Written exercise:
Reproduce the following records exactly from the line containing "Would you mind annotating the chair" onward, ending with the last line and including it.

━━━ Records for this exercise ━━━

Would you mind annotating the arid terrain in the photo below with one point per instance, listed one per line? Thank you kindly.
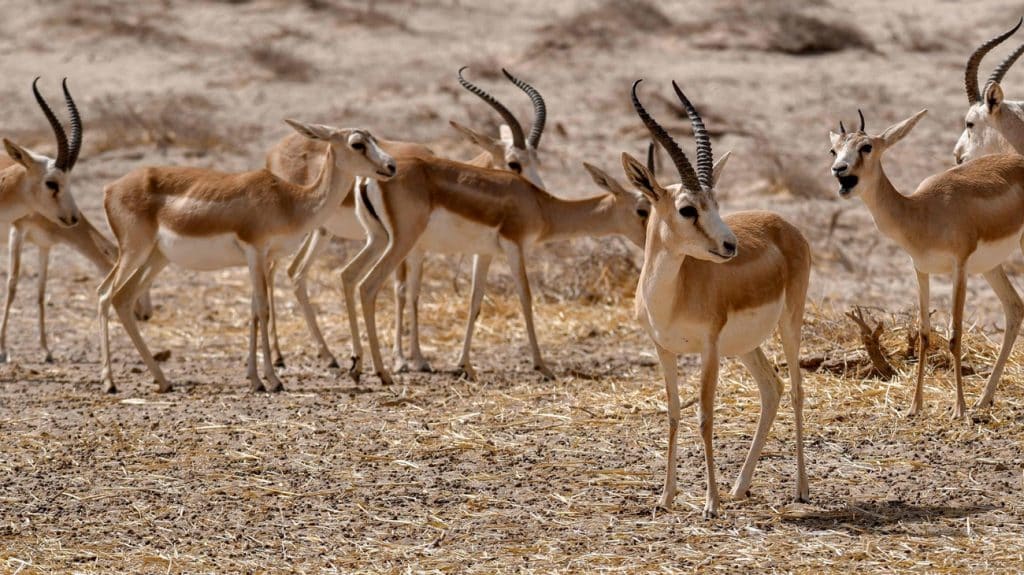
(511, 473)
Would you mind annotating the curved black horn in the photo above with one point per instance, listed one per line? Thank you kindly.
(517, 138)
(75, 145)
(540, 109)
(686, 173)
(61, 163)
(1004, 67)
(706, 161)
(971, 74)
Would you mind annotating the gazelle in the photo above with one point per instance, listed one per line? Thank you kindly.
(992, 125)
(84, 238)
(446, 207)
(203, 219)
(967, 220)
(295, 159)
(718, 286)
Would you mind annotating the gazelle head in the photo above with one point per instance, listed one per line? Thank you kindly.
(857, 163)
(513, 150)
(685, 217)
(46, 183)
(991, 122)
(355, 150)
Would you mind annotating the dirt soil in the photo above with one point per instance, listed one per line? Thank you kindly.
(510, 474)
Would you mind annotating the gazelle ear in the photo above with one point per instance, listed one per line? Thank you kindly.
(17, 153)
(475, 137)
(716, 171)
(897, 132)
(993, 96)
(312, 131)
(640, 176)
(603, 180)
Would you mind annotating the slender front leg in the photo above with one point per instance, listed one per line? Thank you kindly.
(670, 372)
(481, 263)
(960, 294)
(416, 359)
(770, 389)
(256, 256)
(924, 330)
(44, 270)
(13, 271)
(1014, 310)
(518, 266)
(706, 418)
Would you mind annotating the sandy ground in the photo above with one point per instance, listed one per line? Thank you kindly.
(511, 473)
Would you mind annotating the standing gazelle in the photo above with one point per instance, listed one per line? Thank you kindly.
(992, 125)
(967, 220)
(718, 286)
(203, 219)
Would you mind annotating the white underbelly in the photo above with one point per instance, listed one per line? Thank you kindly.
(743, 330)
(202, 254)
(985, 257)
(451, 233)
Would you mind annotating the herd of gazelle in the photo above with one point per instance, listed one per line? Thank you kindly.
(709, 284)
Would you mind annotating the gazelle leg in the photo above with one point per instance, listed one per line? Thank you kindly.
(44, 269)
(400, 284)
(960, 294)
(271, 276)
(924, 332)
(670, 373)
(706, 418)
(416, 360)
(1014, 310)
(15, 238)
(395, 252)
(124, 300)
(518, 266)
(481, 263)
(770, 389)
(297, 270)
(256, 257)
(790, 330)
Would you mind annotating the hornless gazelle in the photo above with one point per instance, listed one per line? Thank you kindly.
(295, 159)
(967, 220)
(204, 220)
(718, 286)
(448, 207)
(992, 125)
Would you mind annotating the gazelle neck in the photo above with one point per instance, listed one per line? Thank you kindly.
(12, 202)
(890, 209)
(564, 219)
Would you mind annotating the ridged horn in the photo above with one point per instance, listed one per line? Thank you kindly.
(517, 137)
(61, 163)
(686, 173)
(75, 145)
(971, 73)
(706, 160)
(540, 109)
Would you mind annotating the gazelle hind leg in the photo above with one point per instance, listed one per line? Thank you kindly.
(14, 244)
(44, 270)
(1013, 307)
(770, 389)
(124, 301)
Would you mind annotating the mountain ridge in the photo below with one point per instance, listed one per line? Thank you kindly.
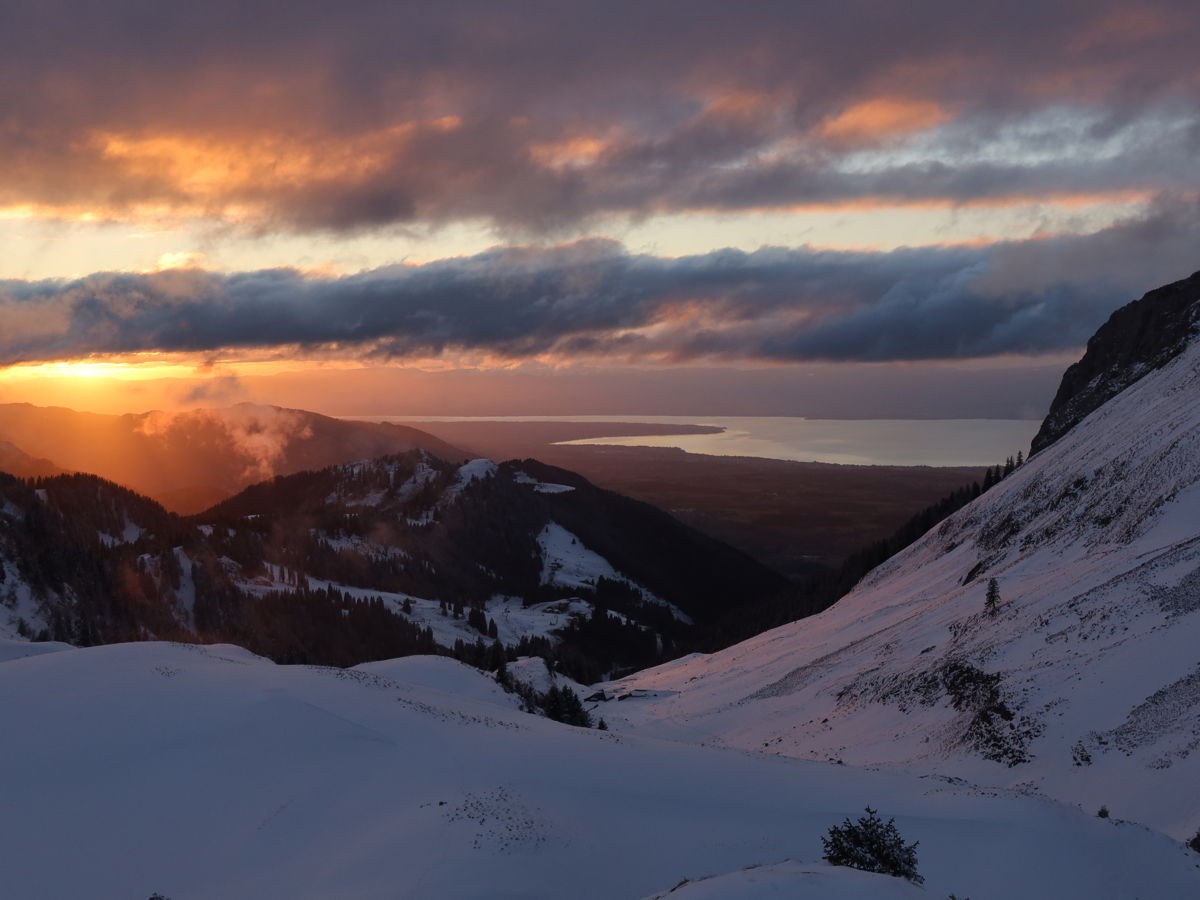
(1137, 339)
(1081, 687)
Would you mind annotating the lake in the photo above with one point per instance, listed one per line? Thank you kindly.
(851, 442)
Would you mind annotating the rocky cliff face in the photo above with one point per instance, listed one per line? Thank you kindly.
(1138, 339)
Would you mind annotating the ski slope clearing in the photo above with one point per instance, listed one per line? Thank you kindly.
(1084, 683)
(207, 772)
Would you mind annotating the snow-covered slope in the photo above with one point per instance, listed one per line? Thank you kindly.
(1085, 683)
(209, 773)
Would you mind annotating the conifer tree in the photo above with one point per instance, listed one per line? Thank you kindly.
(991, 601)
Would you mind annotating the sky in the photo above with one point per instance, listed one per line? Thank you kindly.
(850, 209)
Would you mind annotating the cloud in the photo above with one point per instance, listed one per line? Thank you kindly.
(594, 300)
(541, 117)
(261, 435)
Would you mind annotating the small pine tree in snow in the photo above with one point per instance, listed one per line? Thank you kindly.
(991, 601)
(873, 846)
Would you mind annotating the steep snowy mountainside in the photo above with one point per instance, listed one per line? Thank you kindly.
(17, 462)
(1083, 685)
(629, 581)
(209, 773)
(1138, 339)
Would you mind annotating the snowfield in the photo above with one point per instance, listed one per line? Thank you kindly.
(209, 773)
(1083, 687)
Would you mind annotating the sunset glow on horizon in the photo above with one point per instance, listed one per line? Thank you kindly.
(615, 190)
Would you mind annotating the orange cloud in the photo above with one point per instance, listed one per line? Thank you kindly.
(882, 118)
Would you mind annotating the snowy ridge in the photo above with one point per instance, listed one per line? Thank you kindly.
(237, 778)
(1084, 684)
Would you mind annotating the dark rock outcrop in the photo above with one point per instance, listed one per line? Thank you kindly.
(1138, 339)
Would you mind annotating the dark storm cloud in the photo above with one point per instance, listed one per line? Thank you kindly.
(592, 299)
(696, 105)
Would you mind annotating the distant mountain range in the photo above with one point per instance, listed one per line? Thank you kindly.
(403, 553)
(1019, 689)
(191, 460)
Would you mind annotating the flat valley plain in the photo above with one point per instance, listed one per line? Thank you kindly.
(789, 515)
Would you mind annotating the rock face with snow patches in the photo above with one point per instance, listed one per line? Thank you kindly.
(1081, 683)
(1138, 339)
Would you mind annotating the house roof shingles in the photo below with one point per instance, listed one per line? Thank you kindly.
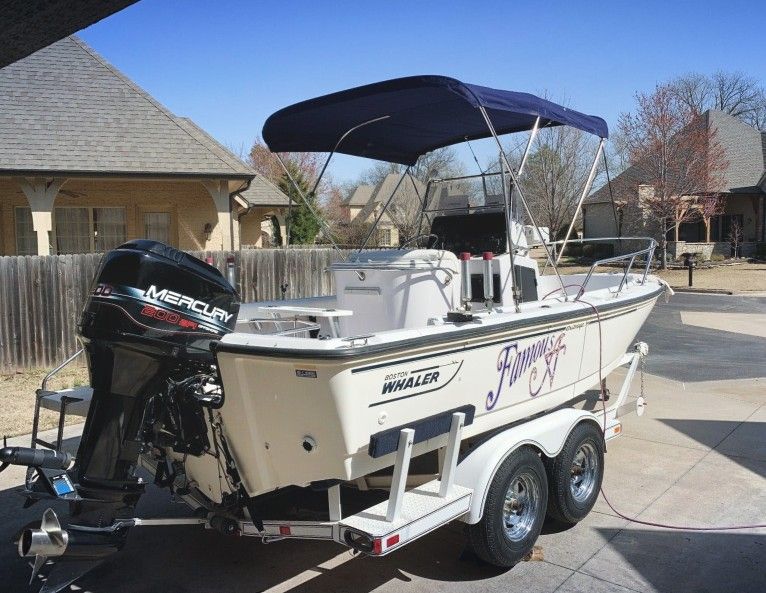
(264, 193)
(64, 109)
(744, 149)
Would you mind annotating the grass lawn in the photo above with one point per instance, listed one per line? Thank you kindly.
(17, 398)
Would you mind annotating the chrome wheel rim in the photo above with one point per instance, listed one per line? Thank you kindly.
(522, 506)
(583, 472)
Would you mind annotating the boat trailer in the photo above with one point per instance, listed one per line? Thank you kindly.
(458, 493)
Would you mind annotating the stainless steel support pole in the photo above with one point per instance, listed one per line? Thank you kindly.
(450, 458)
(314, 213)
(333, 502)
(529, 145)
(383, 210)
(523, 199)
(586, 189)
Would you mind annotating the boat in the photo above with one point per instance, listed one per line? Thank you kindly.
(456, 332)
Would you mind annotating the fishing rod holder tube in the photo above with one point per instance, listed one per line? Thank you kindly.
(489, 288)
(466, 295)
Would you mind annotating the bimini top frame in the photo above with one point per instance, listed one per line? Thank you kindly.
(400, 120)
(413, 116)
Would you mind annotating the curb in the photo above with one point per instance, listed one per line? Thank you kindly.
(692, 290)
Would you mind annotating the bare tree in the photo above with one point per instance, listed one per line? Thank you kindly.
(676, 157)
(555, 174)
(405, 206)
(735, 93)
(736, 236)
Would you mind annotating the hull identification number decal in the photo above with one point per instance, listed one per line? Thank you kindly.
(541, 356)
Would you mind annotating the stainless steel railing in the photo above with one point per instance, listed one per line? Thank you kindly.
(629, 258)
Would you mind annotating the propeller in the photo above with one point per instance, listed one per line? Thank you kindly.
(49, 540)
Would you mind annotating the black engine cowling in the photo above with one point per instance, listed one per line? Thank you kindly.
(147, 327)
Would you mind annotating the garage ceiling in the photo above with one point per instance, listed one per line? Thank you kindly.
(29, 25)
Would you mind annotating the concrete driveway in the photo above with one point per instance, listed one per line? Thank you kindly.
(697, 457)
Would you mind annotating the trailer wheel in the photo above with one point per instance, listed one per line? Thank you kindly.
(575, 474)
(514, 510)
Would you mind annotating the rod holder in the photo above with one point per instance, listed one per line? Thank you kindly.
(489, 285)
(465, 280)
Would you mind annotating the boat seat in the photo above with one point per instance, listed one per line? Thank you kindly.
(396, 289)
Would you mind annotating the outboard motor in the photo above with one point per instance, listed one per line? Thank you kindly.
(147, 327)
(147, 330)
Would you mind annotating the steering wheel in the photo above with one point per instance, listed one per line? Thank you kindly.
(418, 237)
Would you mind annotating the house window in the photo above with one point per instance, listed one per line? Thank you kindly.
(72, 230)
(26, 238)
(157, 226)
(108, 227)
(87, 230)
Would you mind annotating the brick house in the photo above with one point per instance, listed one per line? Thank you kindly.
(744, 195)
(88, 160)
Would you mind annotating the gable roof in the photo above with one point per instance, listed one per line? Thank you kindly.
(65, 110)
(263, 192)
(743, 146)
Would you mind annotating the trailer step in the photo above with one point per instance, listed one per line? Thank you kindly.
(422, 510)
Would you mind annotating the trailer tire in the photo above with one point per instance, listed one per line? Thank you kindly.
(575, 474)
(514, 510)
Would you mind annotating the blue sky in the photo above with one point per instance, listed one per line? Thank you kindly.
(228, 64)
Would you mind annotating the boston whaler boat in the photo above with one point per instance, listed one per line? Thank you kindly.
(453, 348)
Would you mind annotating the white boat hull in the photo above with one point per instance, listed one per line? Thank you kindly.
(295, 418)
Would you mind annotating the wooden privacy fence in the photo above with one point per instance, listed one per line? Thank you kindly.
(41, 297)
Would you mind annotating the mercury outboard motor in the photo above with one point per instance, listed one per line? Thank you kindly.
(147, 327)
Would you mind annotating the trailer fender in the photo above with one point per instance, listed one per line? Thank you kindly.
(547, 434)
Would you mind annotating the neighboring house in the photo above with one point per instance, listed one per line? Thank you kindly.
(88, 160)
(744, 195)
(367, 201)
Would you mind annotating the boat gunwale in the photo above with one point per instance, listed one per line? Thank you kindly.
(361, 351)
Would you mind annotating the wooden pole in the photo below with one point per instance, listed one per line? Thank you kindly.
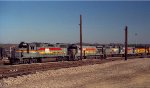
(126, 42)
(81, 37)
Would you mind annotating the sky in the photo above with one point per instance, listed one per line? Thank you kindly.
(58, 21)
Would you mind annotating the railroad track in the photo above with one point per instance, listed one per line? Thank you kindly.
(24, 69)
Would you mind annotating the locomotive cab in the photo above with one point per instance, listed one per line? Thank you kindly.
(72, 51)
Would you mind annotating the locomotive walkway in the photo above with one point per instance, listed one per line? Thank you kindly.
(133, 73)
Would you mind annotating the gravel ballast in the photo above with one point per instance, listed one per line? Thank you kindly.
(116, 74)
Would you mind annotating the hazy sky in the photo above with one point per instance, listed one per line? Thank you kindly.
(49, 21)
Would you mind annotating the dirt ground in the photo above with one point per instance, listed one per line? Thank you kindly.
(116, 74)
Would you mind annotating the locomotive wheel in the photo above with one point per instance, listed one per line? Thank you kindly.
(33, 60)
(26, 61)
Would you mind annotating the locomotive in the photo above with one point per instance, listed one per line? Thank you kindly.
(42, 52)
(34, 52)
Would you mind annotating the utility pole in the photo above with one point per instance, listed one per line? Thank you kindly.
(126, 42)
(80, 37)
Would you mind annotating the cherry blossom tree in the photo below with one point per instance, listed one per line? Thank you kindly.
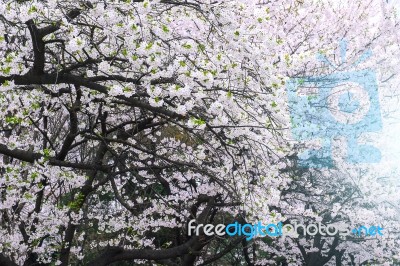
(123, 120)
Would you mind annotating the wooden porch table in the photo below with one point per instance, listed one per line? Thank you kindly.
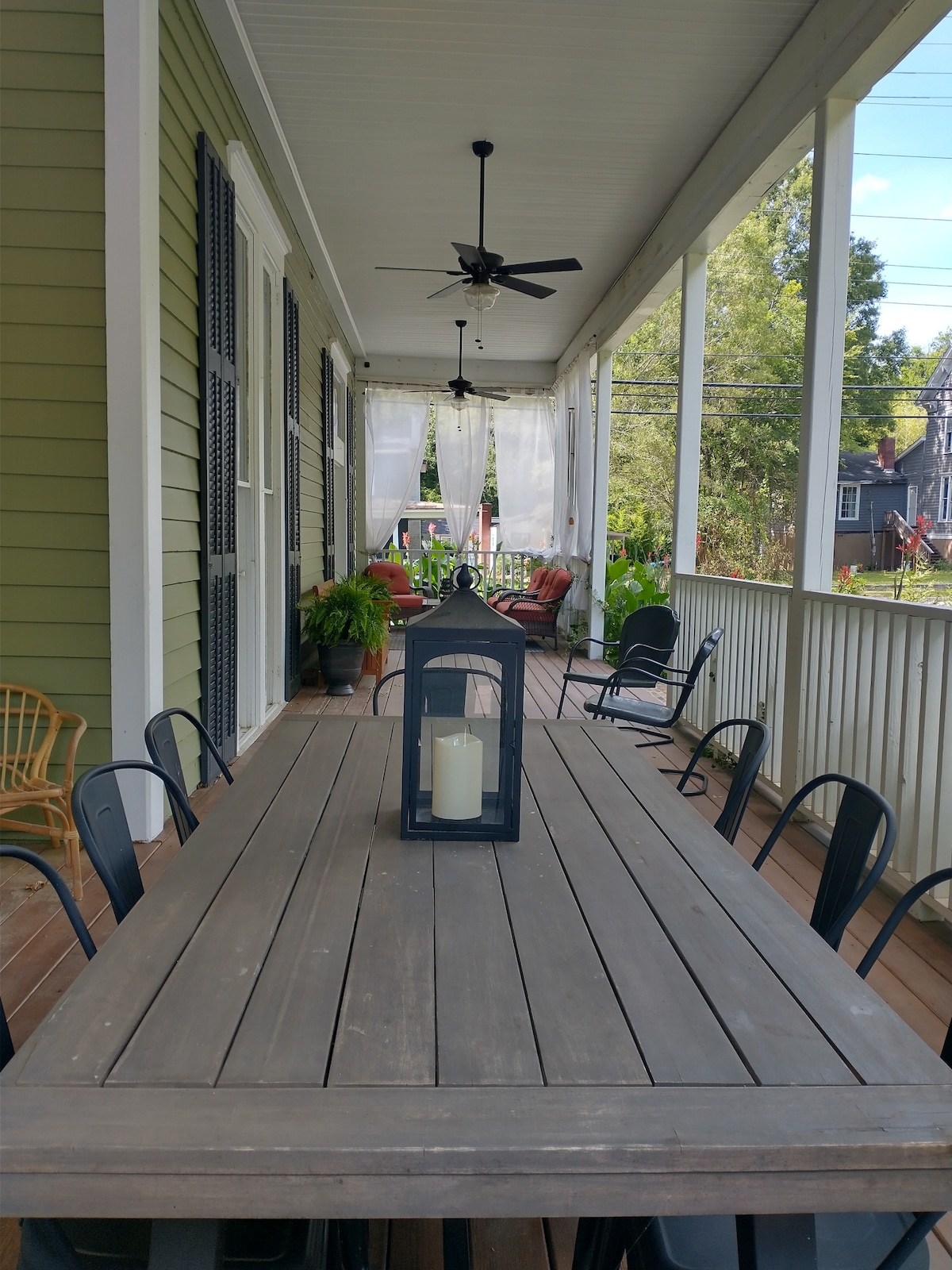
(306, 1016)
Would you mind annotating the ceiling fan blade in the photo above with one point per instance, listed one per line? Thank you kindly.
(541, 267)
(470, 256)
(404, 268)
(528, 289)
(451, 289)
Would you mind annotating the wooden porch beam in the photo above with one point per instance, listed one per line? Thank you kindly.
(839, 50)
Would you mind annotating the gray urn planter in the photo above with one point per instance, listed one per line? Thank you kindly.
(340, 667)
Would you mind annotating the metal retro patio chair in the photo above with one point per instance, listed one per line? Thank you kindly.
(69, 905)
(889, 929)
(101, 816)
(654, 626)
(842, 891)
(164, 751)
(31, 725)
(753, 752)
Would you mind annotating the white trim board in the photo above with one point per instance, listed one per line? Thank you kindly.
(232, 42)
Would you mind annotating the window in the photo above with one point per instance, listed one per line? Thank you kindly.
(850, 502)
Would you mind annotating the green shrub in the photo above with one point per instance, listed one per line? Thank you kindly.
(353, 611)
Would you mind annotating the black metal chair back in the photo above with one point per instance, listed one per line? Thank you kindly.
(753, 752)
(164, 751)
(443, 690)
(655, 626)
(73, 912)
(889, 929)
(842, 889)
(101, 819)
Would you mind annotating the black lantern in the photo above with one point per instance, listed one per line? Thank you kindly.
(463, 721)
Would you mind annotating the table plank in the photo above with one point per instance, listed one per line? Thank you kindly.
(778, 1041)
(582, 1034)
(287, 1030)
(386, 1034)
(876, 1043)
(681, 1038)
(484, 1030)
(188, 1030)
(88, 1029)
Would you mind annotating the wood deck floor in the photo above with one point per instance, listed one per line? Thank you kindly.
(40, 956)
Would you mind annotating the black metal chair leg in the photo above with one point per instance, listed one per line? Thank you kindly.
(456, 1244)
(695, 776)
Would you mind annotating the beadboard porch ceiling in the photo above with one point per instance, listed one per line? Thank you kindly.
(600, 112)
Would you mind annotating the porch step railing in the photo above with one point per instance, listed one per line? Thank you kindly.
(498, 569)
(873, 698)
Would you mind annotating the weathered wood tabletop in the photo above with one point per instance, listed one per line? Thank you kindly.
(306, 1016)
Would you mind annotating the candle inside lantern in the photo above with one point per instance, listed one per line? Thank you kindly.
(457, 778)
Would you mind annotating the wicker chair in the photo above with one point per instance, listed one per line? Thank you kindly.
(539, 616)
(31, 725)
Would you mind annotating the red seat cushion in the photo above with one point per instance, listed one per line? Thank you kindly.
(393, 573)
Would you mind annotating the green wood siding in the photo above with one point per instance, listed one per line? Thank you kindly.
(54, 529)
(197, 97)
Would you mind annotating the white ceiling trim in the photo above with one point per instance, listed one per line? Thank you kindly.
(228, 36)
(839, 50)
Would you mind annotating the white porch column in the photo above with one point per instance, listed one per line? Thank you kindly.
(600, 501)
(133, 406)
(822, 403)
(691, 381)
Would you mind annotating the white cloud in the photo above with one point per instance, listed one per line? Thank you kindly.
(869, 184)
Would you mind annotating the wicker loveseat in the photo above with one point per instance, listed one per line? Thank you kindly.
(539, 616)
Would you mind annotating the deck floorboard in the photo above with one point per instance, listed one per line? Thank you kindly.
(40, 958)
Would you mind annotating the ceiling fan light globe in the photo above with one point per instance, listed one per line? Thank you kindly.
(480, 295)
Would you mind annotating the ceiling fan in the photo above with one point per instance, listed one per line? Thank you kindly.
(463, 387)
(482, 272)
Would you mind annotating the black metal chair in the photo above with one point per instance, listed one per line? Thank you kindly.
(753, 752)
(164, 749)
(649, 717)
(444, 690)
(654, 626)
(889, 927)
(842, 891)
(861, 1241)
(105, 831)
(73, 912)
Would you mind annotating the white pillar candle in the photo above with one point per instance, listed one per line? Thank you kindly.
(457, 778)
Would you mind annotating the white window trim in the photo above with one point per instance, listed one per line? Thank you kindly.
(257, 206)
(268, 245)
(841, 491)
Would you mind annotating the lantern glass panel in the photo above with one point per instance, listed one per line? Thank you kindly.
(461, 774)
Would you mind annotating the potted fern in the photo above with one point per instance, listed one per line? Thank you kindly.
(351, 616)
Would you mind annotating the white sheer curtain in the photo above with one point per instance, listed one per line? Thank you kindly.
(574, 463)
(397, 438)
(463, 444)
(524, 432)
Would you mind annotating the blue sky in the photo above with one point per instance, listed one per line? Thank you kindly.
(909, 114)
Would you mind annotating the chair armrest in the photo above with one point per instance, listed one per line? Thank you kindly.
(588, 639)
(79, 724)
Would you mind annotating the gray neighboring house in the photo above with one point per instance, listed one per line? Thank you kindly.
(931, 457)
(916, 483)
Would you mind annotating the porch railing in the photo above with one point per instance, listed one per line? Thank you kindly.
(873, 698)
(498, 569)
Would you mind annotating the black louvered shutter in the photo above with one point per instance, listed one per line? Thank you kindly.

━━━

Solved problem:
Would you mind annotating the chair armrest in the photo above with one point per instance, listed one per line? Thank you kindly.
(588, 639)
(79, 724)
Would you mind annotating the gray neighboring house in the photo above with one point per instance, listed one per line? Thank you kindly.
(931, 457)
(916, 483)
Would you mind annotating the porch railing in the photo above with one point per instance, listed one per line? Thank you kindly.
(873, 698)
(498, 569)
Would you mind annotating the black louvered shutter in the photo above with one point per instance, listed one per line? Thank you kindly.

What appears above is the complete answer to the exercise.